● **Records from a dataset**

*** Block opens ***

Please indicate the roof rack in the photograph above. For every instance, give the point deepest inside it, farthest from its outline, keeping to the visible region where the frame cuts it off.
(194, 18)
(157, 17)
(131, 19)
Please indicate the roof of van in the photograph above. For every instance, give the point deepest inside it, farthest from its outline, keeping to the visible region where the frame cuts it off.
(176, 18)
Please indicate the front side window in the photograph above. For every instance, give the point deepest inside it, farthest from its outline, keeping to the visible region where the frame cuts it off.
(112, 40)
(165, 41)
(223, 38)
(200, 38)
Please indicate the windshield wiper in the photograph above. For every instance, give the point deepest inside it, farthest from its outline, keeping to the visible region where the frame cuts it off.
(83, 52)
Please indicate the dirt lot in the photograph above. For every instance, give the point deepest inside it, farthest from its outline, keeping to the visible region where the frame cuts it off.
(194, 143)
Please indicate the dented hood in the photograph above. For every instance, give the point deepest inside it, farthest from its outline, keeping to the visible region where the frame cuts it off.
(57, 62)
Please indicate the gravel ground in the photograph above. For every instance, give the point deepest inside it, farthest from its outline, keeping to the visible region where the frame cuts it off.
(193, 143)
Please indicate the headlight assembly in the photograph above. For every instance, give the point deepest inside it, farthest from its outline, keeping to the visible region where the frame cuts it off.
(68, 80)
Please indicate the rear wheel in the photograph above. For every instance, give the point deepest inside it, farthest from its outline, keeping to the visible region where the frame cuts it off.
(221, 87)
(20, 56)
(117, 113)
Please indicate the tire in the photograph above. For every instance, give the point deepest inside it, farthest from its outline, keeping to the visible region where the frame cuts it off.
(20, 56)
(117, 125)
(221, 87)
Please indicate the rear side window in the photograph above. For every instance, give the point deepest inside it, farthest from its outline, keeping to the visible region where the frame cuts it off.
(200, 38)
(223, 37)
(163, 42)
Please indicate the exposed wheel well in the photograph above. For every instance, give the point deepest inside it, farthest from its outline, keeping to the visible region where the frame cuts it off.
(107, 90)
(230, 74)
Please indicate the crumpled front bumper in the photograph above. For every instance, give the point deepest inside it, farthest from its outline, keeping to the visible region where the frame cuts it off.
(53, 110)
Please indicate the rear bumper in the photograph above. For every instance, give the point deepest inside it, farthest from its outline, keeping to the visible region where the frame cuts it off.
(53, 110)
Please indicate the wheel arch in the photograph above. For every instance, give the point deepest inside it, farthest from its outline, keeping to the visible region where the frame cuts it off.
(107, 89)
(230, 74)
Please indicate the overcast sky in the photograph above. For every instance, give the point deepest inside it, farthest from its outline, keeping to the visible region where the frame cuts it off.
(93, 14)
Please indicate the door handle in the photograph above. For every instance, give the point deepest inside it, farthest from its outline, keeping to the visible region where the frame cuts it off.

*** Block closes ***

● **INSTRUCTIONS FOR THE TASK**
In your reply, restate every entry exactly.

● **EXERCISE RESPONSE**
Please indicate the roof rack in the photograph above. For every instance, give the point deepest inside it, farthest from its outline, keeping to the visible region where the frame cuts it off.
(194, 18)
(157, 17)
(131, 19)
Please indicate the roof of van in the photograph above. For every instance, give the point deepest inside it, farthest from its outline, keeping to the visible region where the frame cuts it off.
(176, 18)
Please indicate the front side window in the photograph above. For every instance, give the point deepest inside it, farthest from its outline, keeping to the visible region where the frame cuts it off.
(112, 40)
(165, 41)
(223, 38)
(200, 38)
Please indicate the windshield wiper in the photograph above. For every instance, give the point deepest inside it, farthest from its outline, keeping to the visible region where the frame cuts it off.
(83, 52)
Please indicate the dirt lot in the photograph above. For every instance, give the point deepest inside it, farthest from its outline, keeping to the visible region where the frame cuts it off.
(194, 143)
Please indicate the dented hood in the photograph above. For every instance, give the point deepest inside it, farthest from its outline, keeping to the visible region where the frame cuts it off.
(57, 62)
Please indicate the gravel ground in the photograph above. For every instance, give the point deepest inside it, farthest from its outline, keeping to the visible region where the frame cuts it off.
(193, 143)
Please indicate the headlight assembly in the photograph above. For every instance, give the point deepest inside it, farthest from its outline, keeping to the visible region where the frame cuts it off.
(68, 80)
Please indicate the rear wheel in the photograph above. For every instance, give the point deepest inside it, farthest from its outline, keeping to the visible region where the frame cuts it off.
(221, 87)
(20, 56)
(117, 113)
Please indicate the tire in the photograph above. For every instance, give the point deepest inside it, farthest from its outline, keeping to the visible region where the frame cuts it off.
(20, 56)
(117, 125)
(221, 87)
Please indicate the rear side window in the photograph above. For every instance, give the point deepest inside it, farthest from its outline, keeping to the visible region where the frame cuts it off.
(200, 38)
(223, 37)
(163, 42)
Please indicate the exposed wheel well in the photograph above. For every instance, give the point deepest inside it, farthest from its outline, keeping to the visible region where the frame cuts it off.
(107, 90)
(230, 74)
Please indicate the crumpled front bumper in the photograph above. For every instance, give the point deepest inside it, farthest from its outline, keeping to the visible region where the frame cuts it off.
(53, 110)
Please indicate the rear bumper in the photograph above. For every instance, give the point deepest inside it, farthest from its outline, keeping to the visible region where the frame cuts it off.
(53, 110)
Please indicate the wheel arch in the photograph above. For every instance, give the point deepest inside it, farthest from its outline, keeping to the visible region where the frame cuts it off.
(107, 89)
(230, 74)
Please indicate the overcast sky in the photograph above. For every instance, give the point deepest inside it, farthest from its outline, keeping to the visible region where the frame cuts it off.
(93, 14)
Please indicate the door handle in the photograph above. For every instance, give the point deepest inside it, farthest from its outline, keeping to the visible region where the frame cuts it off.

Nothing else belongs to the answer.